##### Records shown
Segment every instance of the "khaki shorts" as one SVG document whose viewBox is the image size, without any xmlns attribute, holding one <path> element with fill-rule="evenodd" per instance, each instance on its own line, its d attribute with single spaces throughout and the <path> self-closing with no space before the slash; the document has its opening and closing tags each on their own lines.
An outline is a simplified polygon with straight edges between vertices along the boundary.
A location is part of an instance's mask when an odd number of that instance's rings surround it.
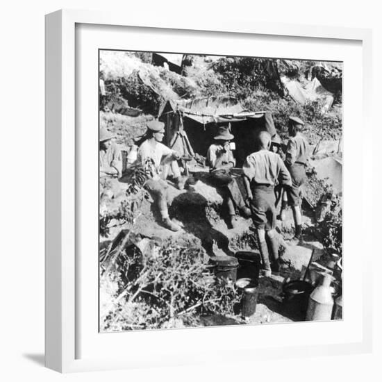
<svg viewBox="0 0 382 382">
<path fill-rule="evenodd" d="M 258 229 L 270 231 L 276 228 L 274 188 L 272 185 L 257 185 L 252 189 L 251 212 L 254 224 Z"/>
</svg>

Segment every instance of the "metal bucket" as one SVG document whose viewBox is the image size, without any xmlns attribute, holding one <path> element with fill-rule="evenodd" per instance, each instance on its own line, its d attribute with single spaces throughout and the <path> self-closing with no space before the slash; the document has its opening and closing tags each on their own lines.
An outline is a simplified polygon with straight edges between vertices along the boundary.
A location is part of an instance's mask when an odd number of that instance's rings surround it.
<svg viewBox="0 0 382 382">
<path fill-rule="evenodd" d="M 235 254 L 239 262 L 238 279 L 249 278 L 253 283 L 258 285 L 258 275 L 261 267 L 261 258 L 258 252 L 240 251 Z"/>
<path fill-rule="evenodd" d="M 308 301 L 313 286 L 312 284 L 295 280 L 283 285 L 283 306 L 289 315 L 303 318 L 308 309 Z"/>
<path fill-rule="evenodd" d="M 236 281 L 238 267 L 239 262 L 233 256 L 215 257 L 211 259 L 215 265 L 215 274 L 217 277 L 226 281 Z"/>
<path fill-rule="evenodd" d="M 256 311 L 258 294 L 257 285 L 249 278 L 239 279 L 235 285 L 239 293 L 242 294 L 240 301 L 241 315 L 244 317 L 251 317 Z"/>
</svg>

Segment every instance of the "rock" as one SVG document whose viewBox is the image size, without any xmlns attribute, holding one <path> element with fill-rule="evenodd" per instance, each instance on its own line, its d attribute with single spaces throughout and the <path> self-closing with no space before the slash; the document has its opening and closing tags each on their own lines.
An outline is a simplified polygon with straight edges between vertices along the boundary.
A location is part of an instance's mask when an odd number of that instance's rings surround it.
<svg viewBox="0 0 382 382">
<path fill-rule="evenodd" d="M 280 258 L 282 263 L 301 272 L 306 269 L 312 256 L 311 248 L 304 245 L 288 244 L 285 249 L 284 253 Z"/>
</svg>

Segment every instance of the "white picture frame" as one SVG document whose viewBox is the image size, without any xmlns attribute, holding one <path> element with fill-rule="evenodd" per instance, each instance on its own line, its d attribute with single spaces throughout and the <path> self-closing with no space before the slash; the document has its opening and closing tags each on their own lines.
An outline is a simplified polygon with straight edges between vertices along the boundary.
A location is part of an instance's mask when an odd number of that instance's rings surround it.
<svg viewBox="0 0 382 382">
<path fill-rule="evenodd" d="M 82 306 L 83 299 L 77 298 L 78 288 L 81 283 L 81 273 L 78 271 L 78 244 L 76 237 L 78 225 L 78 209 L 76 194 L 81 180 L 78 177 L 78 143 L 76 126 L 78 122 L 76 110 L 76 94 L 78 82 L 76 78 L 78 49 L 81 47 L 76 44 L 76 27 L 78 25 L 89 25 L 93 28 L 100 26 L 118 26 L 119 27 L 133 26 L 149 28 L 149 33 L 156 30 L 170 30 L 172 33 L 190 33 L 197 31 L 199 35 L 213 33 L 226 35 L 258 35 L 283 36 L 304 39 L 306 41 L 336 41 L 346 45 L 348 43 L 360 44 L 362 49 L 362 95 L 359 101 L 362 102 L 360 111 L 360 122 L 367 135 L 367 131 L 371 128 L 371 63 L 372 63 L 372 32 L 368 29 L 347 28 L 337 26 L 319 27 L 315 26 L 301 26 L 281 24 L 240 19 L 160 19 L 149 13 L 144 15 L 125 15 L 118 13 L 100 13 L 94 11 L 60 10 L 46 16 L 46 312 L 45 312 L 45 363 L 49 368 L 60 372 L 79 371 L 96 371 L 111 369 L 128 369 L 153 365 L 176 365 L 186 363 L 198 363 L 204 361 L 205 354 L 198 353 L 195 347 L 185 349 L 178 347 L 175 351 L 167 351 L 169 357 L 164 357 L 160 350 L 153 349 L 143 359 L 140 358 L 139 351 L 135 358 L 128 355 L 123 358 L 106 357 L 99 353 L 92 356 L 80 356 L 76 351 L 79 336 L 79 312 L 86 309 Z M 139 42 L 135 44 L 139 45 Z M 77 49 L 77 50 L 76 50 Z M 139 50 L 137 49 L 136 50 Z M 196 52 L 197 53 L 197 52 Z M 344 68 L 346 76 L 346 66 Z M 97 79 L 94 80 L 97 83 Z M 344 97 L 346 102 L 347 93 L 346 88 Z M 95 111 L 97 113 L 97 110 Z M 346 117 L 346 115 L 345 115 Z M 344 119 L 344 124 L 351 123 Z M 346 126 L 344 128 L 347 128 Z M 95 131 L 96 129 L 94 129 Z M 351 131 L 345 134 L 345 163 L 349 160 L 346 156 L 346 141 L 351 141 Z M 348 137 L 349 137 L 348 138 Z M 363 160 L 359 163 L 360 169 L 365 170 L 365 163 L 371 158 L 371 150 L 366 150 L 365 138 L 362 140 L 360 156 Z M 345 165 L 345 167 L 347 165 Z M 361 183 L 371 181 L 372 175 L 367 170 L 362 172 Z M 347 224 L 351 226 L 351 217 L 347 215 L 346 210 L 347 176 L 345 174 L 345 208 L 344 229 Z M 347 183 L 349 184 L 349 183 Z M 369 184 L 371 184 L 369 183 Z M 350 191 L 349 191 L 350 192 Z M 365 207 L 362 215 L 362 228 L 365 229 L 366 222 L 371 221 L 369 213 L 365 212 L 368 205 L 365 190 L 361 190 L 361 206 Z M 358 195 L 359 196 L 359 195 Z M 356 197 L 353 195 L 351 197 Z M 351 202 L 350 198 L 348 199 Z M 369 209 L 371 210 L 371 209 Z M 358 239 L 354 239 L 358 240 Z M 360 240 L 362 239 L 359 239 Z M 345 239 L 346 240 L 346 239 Z M 358 241 L 359 241 L 358 240 Z M 362 254 L 362 306 L 360 318 L 358 320 L 360 335 L 356 340 L 337 341 L 331 343 L 324 342 L 312 346 L 294 344 L 285 346 L 275 344 L 274 346 L 255 347 L 247 344 L 245 347 L 236 347 L 235 351 L 230 354 L 231 360 L 248 360 L 256 356 L 260 358 L 276 358 L 285 356 L 306 356 L 307 355 L 335 355 L 338 354 L 358 354 L 371 351 L 372 347 L 372 300 L 371 295 L 367 293 L 372 289 L 371 242 L 357 242 L 359 246 L 364 246 L 365 253 Z M 351 249 L 346 245 L 344 250 L 356 251 L 357 247 Z M 358 247 L 358 248 L 360 247 Z M 345 260 L 346 264 L 346 260 Z M 349 274 L 351 274 L 351 273 Z M 345 276 L 345 283 L 347 282 Z M 349 282 L 349 279 L 348 281 Z M 354 282 L 356 282 L 354 281 Z M 97 319 L 97 317 L 94 317 Z M 344 321 L 347 317 L 345 316 Z M 308 324 L 308 323 L 306 323 Z M 331 324 L 337 323 L 332 322 Z M 304 333 L 316 330 L 315 324 L 301 324 Z M 340 324 L 341 324 L 340 323 Z M 270 326 L 264 331 L 269 331 Z M 276 326 L 277 331 L 283 331 L 281 326 Z M 303 326 L 301 326 L 303 328 Z M 171 341 L 179 344 L 184 344 L 183 331 L 158 331 L 145 333 L 135 333 L 135 341 L 145 343 L 151 341 L 160 342 L 167 341 L 171 335 Z M 200 334 L 198 329 L 192 329 L 194 337 Z M 206 335 L 206 331 L 222 333 L 229 330 L 230 334 L 245 338 L 248 332 L 242 328 L 204 329 L 201 336 Z M 257 329 L 256 329 L 257 330 Z M 276 330 L 276 329 L 275 329 Z M 235 331 L 233 332 L 233 331 Z M 349 329 L 347 329 L 349 331 Z M 169 334 L 165 332 L 171 331 Z M 126 333 L 124 333 L 125 335 Z M 119 334 L 104 334 L 101 335 L 119 335 Z M 306 334 L 304 335 L 306 335 Z M 166 337 L 167 336 L 167 337 Z M 105 338 L 105 337 L 103 337 Z M 178 338 L 177 340 L 177 338 Z M 229 336 L 233 346 L 232 336 Z M 126 337 L 124 338 L 126 339 Z M 131 337 L 131 339 L 132 337 Z M 182 340 L 181 340 L 182 338 Z M 130 342 L 130 341 L 129 341 Z M 133 341 L 132 343 L 134 343 Z M 138 343 L 138 342 L 137 342 Z M 133 346 L 133 345 L 132 345 Z M 160 349 L 160 348 L 158 348 Z M 285 356 L 288 350 L 288 356 Z M 210 360 L 218 361 L 217 351 L 211 355 Z M 224 359 L 224 358 L 222 358 Z"/>
</svg>

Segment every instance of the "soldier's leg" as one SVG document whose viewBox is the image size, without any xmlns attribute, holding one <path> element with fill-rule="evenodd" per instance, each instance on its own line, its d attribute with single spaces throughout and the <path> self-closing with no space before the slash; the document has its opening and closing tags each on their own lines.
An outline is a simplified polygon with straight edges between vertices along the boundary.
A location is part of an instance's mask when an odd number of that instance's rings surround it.
<svg viewBox="0 0 382 382">
<path fill-rule="evenodd" d="M 279 256 L 279 242 L 276 237 L 276 231 L 271 229 L 267 231 L 269 240 L 272 258 L 272 273 L 278 274 L 280 273 L 280 262 Z"/>
<path fill-rule="evenodd" d="M 179 190 L 184 188 L 187 176 L 182 176 L 178 161 L 172 158 L 172 156 L 167 156 L 162 160 L 162 178 L 166 180 L 171 173 L 174 177 L 176 188 Z"/>
<path fill-rule="evenodd" d="M 229 190 L 232 199 L 242 214 L 246 217 L 249 217 L 251 216 L 251 210 L 245 205 L 242 192 L 235 178 L 231 178 L 231 181 L 227 184 L 227 188 Z"/>
<path fill-rule="evenodd" d="M 258 241 L 261 263 L 263 264 L 263 274 L 264 276 L 269 276 L 272 274 L 271 265 L 269 263 L 269 255 L 268 246 L 265 240 L 265 229 L 262 227 L 256 227 L 256 233 Z"/>
<path fill-rule="evenodd" d="M 144 188 L 149 191 L 159 210 L 162 224 L 171 231 L 179 231 L 181 227 L 169 219 L 167 201 L 167 186 L 163 183 L 163 181 L 149 179 L 144 183 Z"/>
</svg>

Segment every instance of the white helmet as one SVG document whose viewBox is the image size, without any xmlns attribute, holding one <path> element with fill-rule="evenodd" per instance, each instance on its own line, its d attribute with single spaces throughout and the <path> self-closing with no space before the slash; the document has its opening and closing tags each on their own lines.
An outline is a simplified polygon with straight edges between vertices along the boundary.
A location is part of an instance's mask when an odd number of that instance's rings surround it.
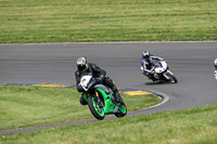
<svg viewBox="0 0 217 144">
<path fill-rule="evenodd" d="M 88 61 L 86 57 L 79 57 L 77 60 L 77 67 L 80 73 L 85 73 L 88 69 Z"/>
<path fill-rule="evenodd" d="M 149 58 L 150 57 L 150 52 L 149 51 L 143 51 L 142 52 L 142 57 L 144 57 L 144 58 Z"/>
</svg>

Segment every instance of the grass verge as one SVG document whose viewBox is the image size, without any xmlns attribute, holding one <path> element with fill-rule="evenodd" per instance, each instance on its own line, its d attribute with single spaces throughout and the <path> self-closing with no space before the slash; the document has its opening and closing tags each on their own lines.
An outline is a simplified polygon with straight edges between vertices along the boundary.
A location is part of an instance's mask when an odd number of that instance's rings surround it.
<svg viewBox="0 0 217 144">
<path fill-rule="evenodd" d="M 129 112 L 161 102 L 153 95 L 120 94 Z M 0 86 L 0 130 L 93 118 L 79 97 L 75 88 Z"/>
<path fill-rule="evenodd" d="M 0 43 L 217 40 L 216 0 L 0 0 Z"/>
<path fill-rule="evenodd" d="M 217 105 L 4 135 L 16 144 L 216 144 Z"/>
</svg>

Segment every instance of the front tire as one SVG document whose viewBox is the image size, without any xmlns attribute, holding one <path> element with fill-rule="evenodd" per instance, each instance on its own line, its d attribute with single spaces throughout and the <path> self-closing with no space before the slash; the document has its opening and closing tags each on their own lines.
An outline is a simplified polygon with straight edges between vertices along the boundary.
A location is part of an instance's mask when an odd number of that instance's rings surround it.
<svg viewBox="0 0 217 144">
<path fill-rule="evenodd" d="M 177 78 L 174 75 L 171 75 L 170 73 L 167 73 L 166 75 L 167 75 L 167 77 L 169 77 L 169 82 L 171 82 L 171 83 L 178 82 Z"/>
<path fill-rule="evenodd" d="M 99 120 L 104 119 L 105 117 L 104 109 L 103 107 L 100 108 L 99 104 L 94 101 L 94 97 L 92 96 L 88 97 L 88 107 L 97 119 Z"/>
<path fill-rule="evenodd" d="M 118 106 L 118 112 L 114 114 L 117 118 L 125 117 L 127 115 L 127 107 L 125 104 Z"/>
</svg>

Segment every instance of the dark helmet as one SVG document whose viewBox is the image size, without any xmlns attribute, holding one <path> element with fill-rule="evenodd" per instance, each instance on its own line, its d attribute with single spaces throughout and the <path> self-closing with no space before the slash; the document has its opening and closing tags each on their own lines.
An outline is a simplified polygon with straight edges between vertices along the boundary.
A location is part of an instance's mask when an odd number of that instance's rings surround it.
<svg viewBox="0 0 217 144">
<path fill-rule="evenodd" d="M 144 57 L 144 58 L 149 58 L 150 57 L 150 52 L 149 51 L 143 51 L 142 52 L 142 57 Z"/>
<path fill-rule="evenodd" d="M 80 73 L 85 73 L 88 69 L 88 61 L 86 57 L 79 57 L 77 60 L 77 67 Z"/>
</svg>

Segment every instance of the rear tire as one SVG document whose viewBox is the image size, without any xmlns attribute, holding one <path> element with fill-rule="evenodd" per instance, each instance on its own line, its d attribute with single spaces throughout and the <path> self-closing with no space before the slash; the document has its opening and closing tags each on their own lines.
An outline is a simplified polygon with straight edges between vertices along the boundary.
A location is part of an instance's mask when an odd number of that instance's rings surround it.
<svg viewBox="0 0 217 144">
<path fill-rule="evenodd" d="M 105 117 L 105 113 L 103 107 L 100 108 L 100 106 L 98 105 L 98 103 L 95 103 L 94 97 L 89 96 L 88 97 L 88 107 L 90 109 L 90 112 L 92 113 L 92 115 L 99 119 L 102 120 Z"/>
<path fill-rule="evenodd" d="M 127 107 L 125 104 L 118 106 L 118 112 L 114 114 L 117 118 L 125 117 L 127 115 Z"/>
</svg>

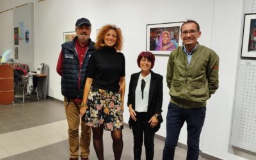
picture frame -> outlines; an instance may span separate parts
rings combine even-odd
[[[147,24],[146,51],[154,54],[170,55],[182,44],[180,35],[183,22]]]
[[[63,32],[63,42],[72,41],[76,36],[76,33],[75,31]]]
[[[256,58],[256,13],[244,14],[241,58]]]

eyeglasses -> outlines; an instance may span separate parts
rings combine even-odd
[[[196,32],[197,32],[197,31],[191,30],[191,31],[184,31],[182,33],[182,35],[184,35],[184,36],[188,35],[188,33],[189,33],[191,35],[195,35],[196,33]]]

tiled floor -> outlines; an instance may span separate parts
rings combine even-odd
[[[0,159],[68,159],[67,123],[62,103],[50,99],[24,104],[0,105]],[[122,159],[133,159],[132,132],[123,131]],[[105,159],[114,159],[109,132],[104,134]],[[164,141],[155,139],[154,159],[162,159]],[[91,142],[90,159],[97,159]],[[186,159],[186,151],[177,148],[175,159]],[[143,150],[141,159],[145,159]],[[203,160],[205,159],[200,158]]]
##########
→ **Task brief**:
Produce an exact copy of the lines from the one containing "picture frame ->" through the last line, and of nothing else.

→ **Solved exercise**:
picture frame -> outlines; an instance may span separate parts
rings combine even-odd
[[[147,24],[146,51],[154,54],[170,55],[182,44],[180,35],[183,22]]]
[[[63,32],[63,42],[72,41],[76,36],[76,33],[75,31]]]
[[[256,58],[256,13],[244,14],[241,58]]]

eyeglasses -> outlines; an instance may span separate parts
rings combine even-odd
[[[196,32],[197,32],[197,31],[191,30],[191,31],[184,31],[182,33],[182,35],[184,35],[184,36],[188,35],[188,33],[189,33],[191,35],[195,35],[196,33]]]

tiled floor -> outlines; an instance may span separate parts
rings combine even-odd
[[[0,159],[68,159],[67,123],[62,103],[50,99],[24,104],[0,105]],[[122,159],[133,159],[132,132],[123,131]],[[105,159],[114,159],[109,132],[104,134]],[[164,141],[155,139],[154,159],[162,159]],[[91,142],[90,159],[97,159]],[[186,159],[186,151],[177,148],[175,159]],[[143,150],[141,159],[145,159]],[[203,160],[205,159],[200,158]]]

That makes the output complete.